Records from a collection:
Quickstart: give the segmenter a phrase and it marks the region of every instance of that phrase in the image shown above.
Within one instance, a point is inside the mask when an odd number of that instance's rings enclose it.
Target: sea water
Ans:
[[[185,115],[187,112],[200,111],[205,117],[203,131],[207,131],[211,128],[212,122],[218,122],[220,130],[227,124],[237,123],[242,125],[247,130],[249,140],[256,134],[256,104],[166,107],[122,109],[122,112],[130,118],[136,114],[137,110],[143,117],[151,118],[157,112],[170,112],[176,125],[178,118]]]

Task prompt: Copy out every item above word for word, without changing anything.

Solution to the problem:
Quickstart: give the segmenter a phrase and it marks the region of every instance of that phrase in the image shown above.
Within one instance, a point is inside the mask when an odd number of that instance's rings enclose it.
Target: sea water
Ans:
[[[185,115],[187,112],[200,111],[205,117],[203,131],[207,131],[211,128],[212,122],[218,122],[220,130],[227,124],[237,123],[242,125],[247,130],[249,140],[256,134],[256,104],[166,107],[122,109],[122,112],[130,118],[136,114],[137,110],[143,117],[151,118],[157,112],[170,112],[176,125],[178,118]]]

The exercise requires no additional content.